ESERCIZIO A – Estrai senza modifiche dal testo su Grand Budapest Hotel il brano che inizia con le parole "Wes Anderson è" e si chiude dopo "le più calzanti.".
ESERCIZIO B – Per ciascuna affermazione indica se concorda con il testo su Grand Budapest Hotel, rispondendo sì o no e citando tra virgolette le parole del testo che lo stabiliscono: (i) il film è ispirato alle opere di Stefan Zweig; (ii) la Repubblica di Zubrowka è un paese realmente esistente; (iii) il film si svolge nell'Europa di fine Ottocento.
ESERCIZIO C – Elenca tutti i nomi di persona, i nomi di luogo e i titoli che compaiono nel testo su Grand Budapest Hotel.

-------- TESTO DI RIFERIMENTO --------

Grand Budapest Hotel: quando il racconto nel racconto si fa film

Grand Budapest Hotel: quando il racconto nel racconto si fa film

Wes Anderson è tornato e chiunque sia andato a vedere Grand Budapest Hotel può confermare.
Il film è ispirato alle opere di Stefan Zweig e lo stratagemma del racconto nel racconto è qualcosa di incredibilmente calzante e coinvolgente: lo spettatore si trova catapultato fisicamente nelle atmosfere dell’Europa di inizio Novecento, nell’immaginaria Repubblica di Zubrowka.
L’ambientazione sembra ispirata alle carte da zucchero che imperversavano in quel periodo e alcune scene ricordano incredibilmente i libri pop-up per i più piccoli, similitudine che, in effetti, potrebbe rivelarsi tra le più calzanti.

-------- VOCI FORNITE --------

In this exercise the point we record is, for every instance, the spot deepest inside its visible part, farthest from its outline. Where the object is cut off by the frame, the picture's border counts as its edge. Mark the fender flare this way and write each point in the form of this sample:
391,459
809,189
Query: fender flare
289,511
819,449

--------

RISPOSTA A –
Wes Anderson è tornato e chiunque sia andato a vedere Grand Budapest Hotel può confermare.
Il film è ispirato alle opere di Stefan Zweig e lo stratagemma del racconto nel racconto è qualcosa di incredibilmente calzante e coinvolgente: lo spettatore si trova catapultato fisicamente nelle atmosfere dell’Europa di inizio Novecento, nell’immaginaria Repubblica di Zubrowka.
L’ambientazione sembra ispirata alle carte da zucchero che imperversavano in quel periodo e alcune scene ricordano incredibilmente i libri pop-up per i più piccoli, similitudine che, in effetti, potrebbe rivelarsi tra le più calzanti.

RISPOSTA B –
(i) Sì: «Il film è ispirato alle opere di Stefan Zweig».
(ii) No: «nell’immaginaria Repubblica di Zubrowka».
(iii) No: «nelle atmosfere dell’Europa di inizio Novecento».

RISPOSTA C – Wes Anderson, Grand Budapest Hotel, Stefan Zweig, Europa, Repubblica di Zubrowka